§ Activity
Which of the lines in the data mention the string "outline"? List them all.
Segment Start: Exercise input
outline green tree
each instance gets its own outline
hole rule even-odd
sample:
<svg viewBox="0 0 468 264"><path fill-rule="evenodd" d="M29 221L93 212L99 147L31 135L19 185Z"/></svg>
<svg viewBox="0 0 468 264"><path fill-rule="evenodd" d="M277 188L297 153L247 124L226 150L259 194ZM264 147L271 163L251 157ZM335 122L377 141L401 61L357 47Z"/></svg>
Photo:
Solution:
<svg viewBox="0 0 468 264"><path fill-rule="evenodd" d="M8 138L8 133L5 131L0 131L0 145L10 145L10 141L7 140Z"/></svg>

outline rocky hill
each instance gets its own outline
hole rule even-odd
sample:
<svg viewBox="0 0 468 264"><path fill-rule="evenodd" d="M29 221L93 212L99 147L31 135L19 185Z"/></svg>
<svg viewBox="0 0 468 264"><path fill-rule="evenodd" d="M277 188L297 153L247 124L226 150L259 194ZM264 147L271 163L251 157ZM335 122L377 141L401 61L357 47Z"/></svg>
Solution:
Segment End: Exercise input
§ Reply to the task
outline green tree
each instance gets its own outline
outline rocky hill
each instance gets its own outline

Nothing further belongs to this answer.